--- Work to do ---
Rewrite the rows below, replacing every "instance" with "occurrence" and keeping everything else the same.

(Entries from a dataset)
....

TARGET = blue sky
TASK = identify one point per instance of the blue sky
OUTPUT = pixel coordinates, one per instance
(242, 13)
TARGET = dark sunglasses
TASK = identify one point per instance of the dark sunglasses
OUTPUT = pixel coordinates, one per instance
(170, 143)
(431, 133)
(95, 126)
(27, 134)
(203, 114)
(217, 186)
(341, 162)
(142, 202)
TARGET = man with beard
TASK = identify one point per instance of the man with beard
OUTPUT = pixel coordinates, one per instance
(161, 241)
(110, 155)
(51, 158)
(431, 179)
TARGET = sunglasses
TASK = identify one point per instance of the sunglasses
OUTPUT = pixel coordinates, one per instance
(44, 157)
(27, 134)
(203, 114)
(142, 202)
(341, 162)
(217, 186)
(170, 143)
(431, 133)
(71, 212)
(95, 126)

....

--- Response to the exercise ---
TARGET = blue sky
TASK = identify one point per occurrence of the blue sky
OUTPUT = pixel coordinates, one per occurrence
(242, 13)
TARGET = dark sunglasses
TASK = identify one point per occurrence of the dark sunglasses
OUTPUT = pixel coordinates, one per occurrence
(170, 143)
(431, 133)
(95, 126)
(27, 134)
(203, 114)
(217, 186)
(341, 162)
(142, 202)
TARGET = man with beard
TASK = identify one point per occurrence of the man with beard
OUTPUT = pixel coordinates, one per occurrence
(161, 241)
(110, 155)
(51, 158)
(431, 179)
TARGET = sunglasses
TASK = identify one point per occurrence of the sunglasses
OUTPUT = pixel coordinates, one per occurrence
(44, 157)
(27, 134)
(203, 114)
(142, 202)
(341, 162)
(217, 186)
(170, 143)
(431, 133)
(71, 212)
(95, 126)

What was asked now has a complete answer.